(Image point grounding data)
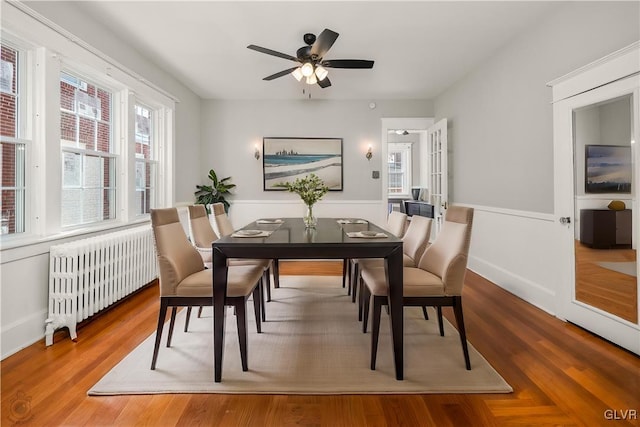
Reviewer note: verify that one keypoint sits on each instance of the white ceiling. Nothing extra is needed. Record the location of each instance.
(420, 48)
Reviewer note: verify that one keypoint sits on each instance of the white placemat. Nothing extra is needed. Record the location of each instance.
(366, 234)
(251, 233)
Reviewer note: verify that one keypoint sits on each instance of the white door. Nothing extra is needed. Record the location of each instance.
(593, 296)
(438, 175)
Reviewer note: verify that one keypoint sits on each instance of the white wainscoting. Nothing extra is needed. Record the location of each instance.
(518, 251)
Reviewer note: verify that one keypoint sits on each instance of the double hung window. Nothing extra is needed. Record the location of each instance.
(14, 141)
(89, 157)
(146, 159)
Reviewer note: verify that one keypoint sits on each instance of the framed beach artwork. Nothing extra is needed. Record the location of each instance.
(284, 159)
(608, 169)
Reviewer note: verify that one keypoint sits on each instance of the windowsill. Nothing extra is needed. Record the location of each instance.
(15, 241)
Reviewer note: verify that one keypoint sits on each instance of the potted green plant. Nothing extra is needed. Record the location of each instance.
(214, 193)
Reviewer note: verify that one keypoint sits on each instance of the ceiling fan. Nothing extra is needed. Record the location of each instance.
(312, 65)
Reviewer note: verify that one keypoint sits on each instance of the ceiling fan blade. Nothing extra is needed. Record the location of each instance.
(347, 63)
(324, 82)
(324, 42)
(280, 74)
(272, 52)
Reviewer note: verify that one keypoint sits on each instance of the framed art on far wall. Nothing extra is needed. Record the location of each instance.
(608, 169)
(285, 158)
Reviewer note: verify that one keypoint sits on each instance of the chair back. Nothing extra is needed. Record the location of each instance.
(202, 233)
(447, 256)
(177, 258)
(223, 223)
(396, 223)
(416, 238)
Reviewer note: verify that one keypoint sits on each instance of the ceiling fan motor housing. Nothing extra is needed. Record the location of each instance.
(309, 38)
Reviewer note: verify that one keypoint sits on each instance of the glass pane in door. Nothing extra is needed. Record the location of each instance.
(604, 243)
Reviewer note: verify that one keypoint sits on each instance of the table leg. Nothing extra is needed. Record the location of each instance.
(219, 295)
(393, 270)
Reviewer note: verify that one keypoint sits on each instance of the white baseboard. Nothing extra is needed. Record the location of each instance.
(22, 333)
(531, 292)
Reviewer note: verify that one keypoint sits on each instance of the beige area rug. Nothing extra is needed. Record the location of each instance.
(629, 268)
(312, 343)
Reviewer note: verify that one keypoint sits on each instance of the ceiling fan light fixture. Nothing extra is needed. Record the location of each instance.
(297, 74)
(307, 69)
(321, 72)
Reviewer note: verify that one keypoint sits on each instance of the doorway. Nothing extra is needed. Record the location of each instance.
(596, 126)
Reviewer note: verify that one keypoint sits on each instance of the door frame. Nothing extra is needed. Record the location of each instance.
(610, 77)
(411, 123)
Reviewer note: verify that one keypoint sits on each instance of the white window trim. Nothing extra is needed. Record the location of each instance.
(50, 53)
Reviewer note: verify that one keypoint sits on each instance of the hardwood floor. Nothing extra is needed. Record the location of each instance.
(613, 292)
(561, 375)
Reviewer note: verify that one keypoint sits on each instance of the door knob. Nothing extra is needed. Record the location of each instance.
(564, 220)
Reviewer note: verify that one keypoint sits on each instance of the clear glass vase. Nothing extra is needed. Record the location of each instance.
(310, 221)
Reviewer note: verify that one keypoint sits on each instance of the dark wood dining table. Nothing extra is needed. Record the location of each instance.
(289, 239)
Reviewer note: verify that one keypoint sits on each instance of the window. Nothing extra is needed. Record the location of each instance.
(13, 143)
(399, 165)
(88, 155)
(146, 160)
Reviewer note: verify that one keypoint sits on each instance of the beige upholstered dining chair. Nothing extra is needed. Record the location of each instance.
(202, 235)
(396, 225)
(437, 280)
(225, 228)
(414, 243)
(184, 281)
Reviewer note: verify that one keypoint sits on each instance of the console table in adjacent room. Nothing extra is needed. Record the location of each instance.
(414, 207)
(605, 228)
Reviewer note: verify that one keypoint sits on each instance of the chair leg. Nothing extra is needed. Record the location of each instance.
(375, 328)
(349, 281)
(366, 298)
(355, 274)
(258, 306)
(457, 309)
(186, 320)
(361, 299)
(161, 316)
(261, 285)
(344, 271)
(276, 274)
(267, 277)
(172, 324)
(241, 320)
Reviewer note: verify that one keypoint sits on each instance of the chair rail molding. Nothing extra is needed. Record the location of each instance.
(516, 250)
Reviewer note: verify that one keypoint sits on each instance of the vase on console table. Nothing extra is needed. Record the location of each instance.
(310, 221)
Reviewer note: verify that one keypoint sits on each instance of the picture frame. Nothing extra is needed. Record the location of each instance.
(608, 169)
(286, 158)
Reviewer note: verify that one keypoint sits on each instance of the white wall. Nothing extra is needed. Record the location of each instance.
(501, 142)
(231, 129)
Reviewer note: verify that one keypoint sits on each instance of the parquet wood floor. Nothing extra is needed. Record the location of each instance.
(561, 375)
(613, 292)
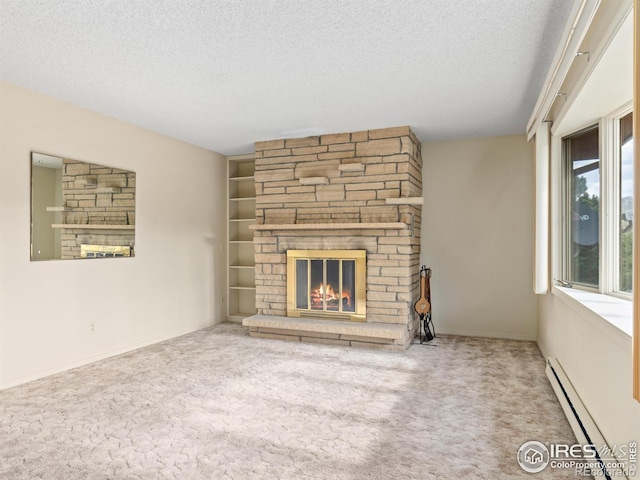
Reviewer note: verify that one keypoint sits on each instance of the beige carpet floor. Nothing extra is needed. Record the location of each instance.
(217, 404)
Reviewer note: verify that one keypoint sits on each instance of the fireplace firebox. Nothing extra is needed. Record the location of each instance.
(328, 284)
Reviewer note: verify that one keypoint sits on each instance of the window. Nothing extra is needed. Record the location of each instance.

» **TASK BRIEF**:
Reproduce the lines of the entries above exactly, but only from the line containing "of the fireplace" through the final line.

» **EXERCISE SOLUTION**:
Reviewer note: verify that one keypoint sits on each instance of the fireplace firebox. Nothing extra is needed. Record the location of each instance.
(328, 284)
Reviewer note: verify that one keypoint sits on each instance of the window. Nothing extra is needed. Record the location of each instance.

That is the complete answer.